[Raw records]
--
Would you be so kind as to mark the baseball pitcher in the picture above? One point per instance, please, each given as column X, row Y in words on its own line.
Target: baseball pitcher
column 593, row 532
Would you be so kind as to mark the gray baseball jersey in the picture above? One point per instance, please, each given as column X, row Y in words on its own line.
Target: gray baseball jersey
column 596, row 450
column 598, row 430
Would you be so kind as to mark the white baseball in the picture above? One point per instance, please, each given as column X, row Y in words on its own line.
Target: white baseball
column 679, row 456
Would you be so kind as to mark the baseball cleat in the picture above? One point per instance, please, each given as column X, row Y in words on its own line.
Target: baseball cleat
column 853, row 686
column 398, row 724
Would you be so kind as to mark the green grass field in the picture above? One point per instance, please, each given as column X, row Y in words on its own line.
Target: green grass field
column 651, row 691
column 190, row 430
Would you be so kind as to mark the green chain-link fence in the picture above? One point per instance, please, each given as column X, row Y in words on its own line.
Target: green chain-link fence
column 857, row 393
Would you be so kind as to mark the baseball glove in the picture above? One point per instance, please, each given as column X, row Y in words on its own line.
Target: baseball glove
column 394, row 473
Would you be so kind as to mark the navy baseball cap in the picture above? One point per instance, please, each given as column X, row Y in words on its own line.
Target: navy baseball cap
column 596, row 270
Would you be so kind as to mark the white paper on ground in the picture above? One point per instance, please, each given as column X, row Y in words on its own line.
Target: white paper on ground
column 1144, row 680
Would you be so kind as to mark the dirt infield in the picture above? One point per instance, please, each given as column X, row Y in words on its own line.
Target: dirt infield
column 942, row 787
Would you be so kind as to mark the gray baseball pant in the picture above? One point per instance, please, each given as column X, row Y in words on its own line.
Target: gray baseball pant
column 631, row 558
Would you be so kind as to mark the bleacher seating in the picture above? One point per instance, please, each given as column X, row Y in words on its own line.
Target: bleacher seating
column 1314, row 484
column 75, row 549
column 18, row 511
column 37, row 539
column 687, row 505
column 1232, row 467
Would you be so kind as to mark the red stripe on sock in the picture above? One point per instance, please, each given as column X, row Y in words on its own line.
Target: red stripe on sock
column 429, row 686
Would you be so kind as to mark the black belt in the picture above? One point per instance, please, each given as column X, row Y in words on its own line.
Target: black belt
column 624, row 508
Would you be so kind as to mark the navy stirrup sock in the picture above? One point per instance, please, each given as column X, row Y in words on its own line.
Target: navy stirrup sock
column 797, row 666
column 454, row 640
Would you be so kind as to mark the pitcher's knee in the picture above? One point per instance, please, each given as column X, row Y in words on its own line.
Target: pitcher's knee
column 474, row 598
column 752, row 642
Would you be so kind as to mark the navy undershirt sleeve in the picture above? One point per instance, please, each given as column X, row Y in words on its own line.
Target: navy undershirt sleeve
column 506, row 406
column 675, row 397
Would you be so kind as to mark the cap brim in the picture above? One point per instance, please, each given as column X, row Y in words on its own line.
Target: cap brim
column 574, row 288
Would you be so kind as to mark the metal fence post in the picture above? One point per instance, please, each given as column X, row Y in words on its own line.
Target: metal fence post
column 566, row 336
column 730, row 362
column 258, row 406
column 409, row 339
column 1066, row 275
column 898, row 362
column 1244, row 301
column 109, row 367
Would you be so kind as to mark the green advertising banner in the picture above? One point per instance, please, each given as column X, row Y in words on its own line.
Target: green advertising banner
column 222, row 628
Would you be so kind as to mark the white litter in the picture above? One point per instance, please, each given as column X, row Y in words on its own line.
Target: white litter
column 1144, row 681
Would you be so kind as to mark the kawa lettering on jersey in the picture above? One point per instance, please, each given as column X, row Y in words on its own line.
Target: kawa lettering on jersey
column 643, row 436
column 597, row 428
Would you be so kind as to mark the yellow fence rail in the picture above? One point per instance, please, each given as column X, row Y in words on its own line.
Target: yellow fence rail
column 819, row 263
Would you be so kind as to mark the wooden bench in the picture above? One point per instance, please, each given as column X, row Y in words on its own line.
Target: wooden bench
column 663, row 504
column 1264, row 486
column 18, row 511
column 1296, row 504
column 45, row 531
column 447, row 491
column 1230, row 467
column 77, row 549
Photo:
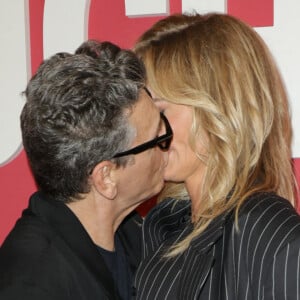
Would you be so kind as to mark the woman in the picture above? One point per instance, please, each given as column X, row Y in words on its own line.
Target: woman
column 227, row 228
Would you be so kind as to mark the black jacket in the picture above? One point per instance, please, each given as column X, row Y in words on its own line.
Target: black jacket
column 259, row 260
column 49, row 255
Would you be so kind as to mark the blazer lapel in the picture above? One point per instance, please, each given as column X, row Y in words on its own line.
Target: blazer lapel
column 66, row 225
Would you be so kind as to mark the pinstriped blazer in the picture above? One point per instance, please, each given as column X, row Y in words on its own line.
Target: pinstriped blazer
column 260, row 260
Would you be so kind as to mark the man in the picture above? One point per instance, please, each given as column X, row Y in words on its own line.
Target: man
column 90, row 131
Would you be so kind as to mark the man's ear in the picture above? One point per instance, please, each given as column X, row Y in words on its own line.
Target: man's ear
column 102, row 177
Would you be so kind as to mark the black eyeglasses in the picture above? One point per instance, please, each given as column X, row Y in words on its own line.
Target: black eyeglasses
column 163, row 142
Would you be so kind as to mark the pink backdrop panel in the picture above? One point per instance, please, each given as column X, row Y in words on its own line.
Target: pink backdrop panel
column 115, row 26
column 257, row 13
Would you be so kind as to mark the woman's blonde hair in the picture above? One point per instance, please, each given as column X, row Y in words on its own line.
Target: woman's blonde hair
column 220, row 67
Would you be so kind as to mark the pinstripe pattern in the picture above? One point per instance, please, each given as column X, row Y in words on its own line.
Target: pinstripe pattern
column 260, row 260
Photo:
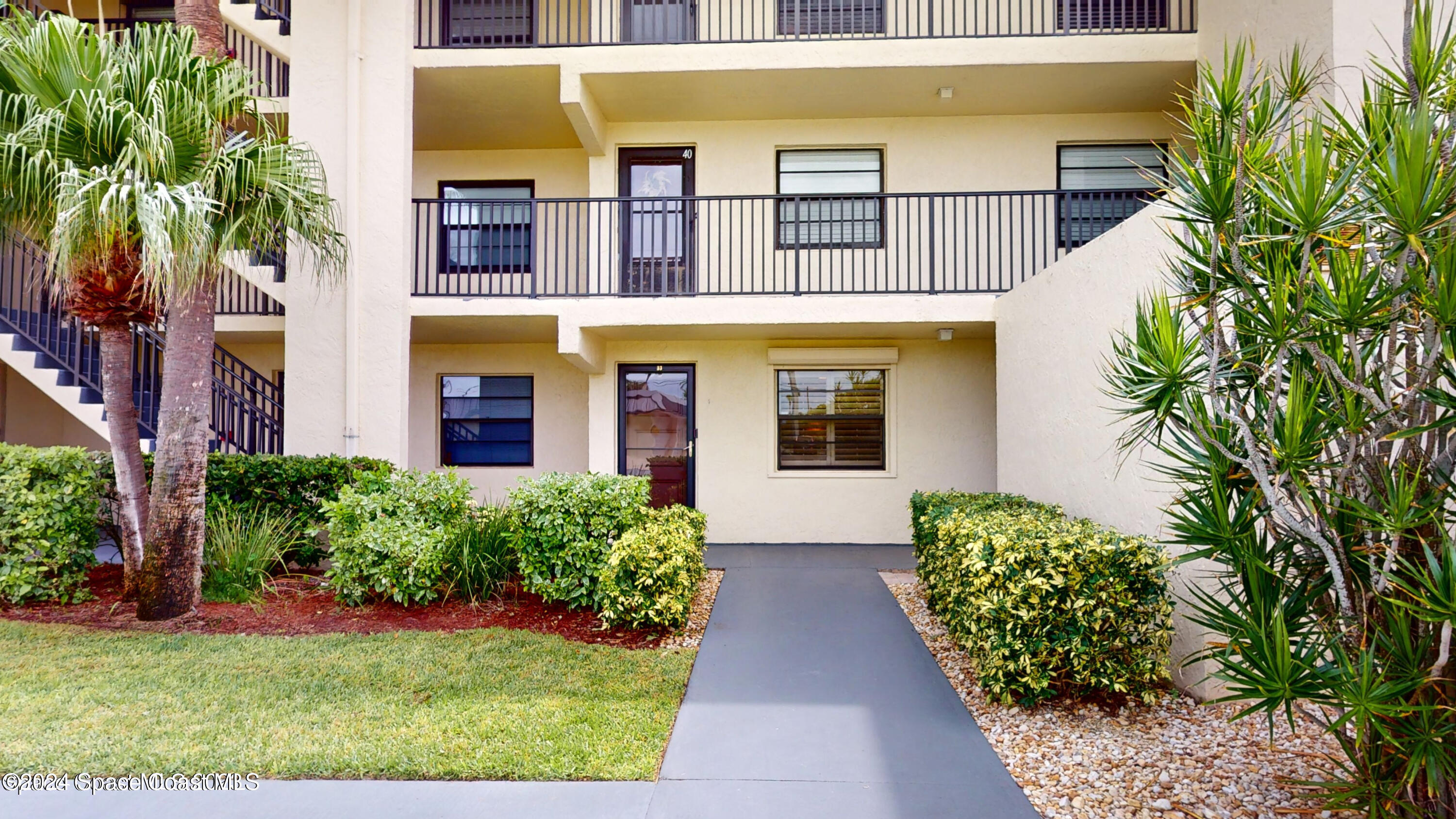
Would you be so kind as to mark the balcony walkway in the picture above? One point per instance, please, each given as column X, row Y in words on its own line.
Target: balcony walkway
column 813, row 697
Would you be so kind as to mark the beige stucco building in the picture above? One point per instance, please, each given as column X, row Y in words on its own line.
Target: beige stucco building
column 793, row 260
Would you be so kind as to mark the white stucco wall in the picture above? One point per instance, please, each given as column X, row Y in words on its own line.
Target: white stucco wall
column 33, row 419
column 1058, row 438
column 941, row 422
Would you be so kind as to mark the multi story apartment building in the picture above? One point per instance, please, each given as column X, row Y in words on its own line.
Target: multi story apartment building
column 758, row 251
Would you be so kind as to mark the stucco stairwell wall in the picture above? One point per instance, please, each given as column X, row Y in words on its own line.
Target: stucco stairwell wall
column 1056, row 438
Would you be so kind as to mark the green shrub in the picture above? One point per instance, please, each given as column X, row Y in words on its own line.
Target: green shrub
column 480, row 554
column 49, row 509
column 654, row 569
column 928, row 511
column 292, row 486
column 245, row 546
column 567, row 525
column 388, row 534
column 1047, row 605
column 284, row 486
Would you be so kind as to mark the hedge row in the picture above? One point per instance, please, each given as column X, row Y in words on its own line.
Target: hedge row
column 1044, row 605
column 586, row 540
column 49, row 508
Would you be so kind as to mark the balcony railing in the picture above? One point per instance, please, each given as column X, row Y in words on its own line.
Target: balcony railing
column 488, row 24
column 268, row 69
column 755, row 245
column 236, row 296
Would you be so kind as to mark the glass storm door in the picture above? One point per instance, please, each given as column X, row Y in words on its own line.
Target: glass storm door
column 657, row 236
column 656, row 431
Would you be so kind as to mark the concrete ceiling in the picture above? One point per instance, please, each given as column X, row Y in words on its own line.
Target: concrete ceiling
column 512, row 107
column 826, row 94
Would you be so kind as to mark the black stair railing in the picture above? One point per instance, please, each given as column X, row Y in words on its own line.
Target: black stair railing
column 280, row 11
column 247, row 405
column 270, row 70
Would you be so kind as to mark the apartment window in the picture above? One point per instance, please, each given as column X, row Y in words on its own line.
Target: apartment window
column 485, row 226
column 800, row 18
column 1111, row 15
column 150, row 12
column 1104, row 185
column 827, row 207
column 485, row 420
column 832, row 419
column 488, row 22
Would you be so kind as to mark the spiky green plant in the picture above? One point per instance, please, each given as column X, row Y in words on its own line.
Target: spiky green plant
column 245, row 550
column 1296, row 378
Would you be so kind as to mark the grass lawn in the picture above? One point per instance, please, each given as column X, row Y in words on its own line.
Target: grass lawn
column 477, row 704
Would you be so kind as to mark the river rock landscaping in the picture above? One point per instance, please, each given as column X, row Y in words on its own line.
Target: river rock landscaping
column 1173, row 760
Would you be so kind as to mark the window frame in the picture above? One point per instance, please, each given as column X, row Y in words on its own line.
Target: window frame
column 132, row 9
column 447, row 35
column 803, row 15
column 1078, row 15
column 886, row 404
column 781, row 199
column 440, row 422
column 447, row 267
column 1068, row 196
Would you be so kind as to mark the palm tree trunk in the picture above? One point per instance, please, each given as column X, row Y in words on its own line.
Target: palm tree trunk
column 207, row 19
column 126, row 450
column 172, row 568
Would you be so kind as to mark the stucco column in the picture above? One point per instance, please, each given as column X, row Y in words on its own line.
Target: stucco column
column 348, row 347
column 602, row 419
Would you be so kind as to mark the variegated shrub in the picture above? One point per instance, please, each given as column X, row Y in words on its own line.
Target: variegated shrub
column 1046, row 605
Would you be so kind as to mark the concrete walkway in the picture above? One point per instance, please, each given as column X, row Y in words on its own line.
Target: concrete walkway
column 811, row 697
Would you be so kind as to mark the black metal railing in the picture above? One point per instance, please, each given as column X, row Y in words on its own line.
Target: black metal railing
column 485, row 24
column 268, row 69
column 280, row 11
column 247, row 405
column 236, row 296
column 34, row 6
column 750, row 245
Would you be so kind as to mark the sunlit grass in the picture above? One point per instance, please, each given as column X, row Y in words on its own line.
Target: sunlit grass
column 493, row 704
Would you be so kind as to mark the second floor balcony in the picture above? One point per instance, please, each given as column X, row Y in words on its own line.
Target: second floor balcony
column 496, row 24
column 787, row 245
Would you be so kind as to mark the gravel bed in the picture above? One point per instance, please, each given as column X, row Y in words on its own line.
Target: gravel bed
column 692, row 635
column 1175, row 760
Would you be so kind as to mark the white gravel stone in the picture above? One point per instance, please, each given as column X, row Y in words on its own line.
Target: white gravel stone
column 692, row 635
column 1174, row 760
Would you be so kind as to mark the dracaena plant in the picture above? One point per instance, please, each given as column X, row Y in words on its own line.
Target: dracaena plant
column 1295, row 379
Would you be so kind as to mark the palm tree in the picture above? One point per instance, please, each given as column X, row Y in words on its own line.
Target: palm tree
column 123, row 158
column 264, row 185
column 76, row 140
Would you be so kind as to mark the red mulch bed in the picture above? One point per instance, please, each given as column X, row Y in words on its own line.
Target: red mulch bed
column 302, row 607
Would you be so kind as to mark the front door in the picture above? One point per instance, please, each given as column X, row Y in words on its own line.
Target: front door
column 657, row 238
column 656, row 431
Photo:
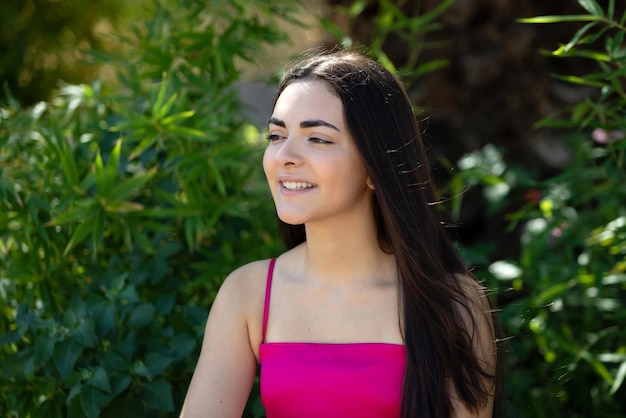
--
Can you reproduce the stretch of the data above from the line containing "Would you be so kind as to mark the spiky" through the line containing "column 172, row 568", both lines included, word for word?

Would you be so kind as to mark the spiky green plant in the picture above? One point per instance, please, each given as column X, row Y in words on its own line.
Target: spiky green plant
column 245, row 550
column 1296, row 378
Would you be so kind as to mark the grass lawn in the picture above? One point per instance, please, each given as column X, row Y in words on its own line.
Target: grass lawn
column 477, row 704
Would you be so kind as to mark the river rock landscaping in the picture above? One point per instance, please, each given as column X, row Y in words on its own line.
Target: river rock landscaping
column 1173, row 760
Would you be so kind as to mark the window frame in the picture above? One point per instance, please, each given as column X, row Y in words on its own line.
Target: window frame
column 132, row 9
column 447, row 35
column 803, row 15
column 1078, row 15
column 886, row 404
column 781, row 199
column 440, row 422
column 447, row 267
column 1068, row 196
Would you be so kind as to mark the palm tree trunk in the picture above? One point per instance, please, each given as column X, row Y in words on its own line.
Target: palm tree trunk
column 207, row 19
column 126, row 450
column 172, row 568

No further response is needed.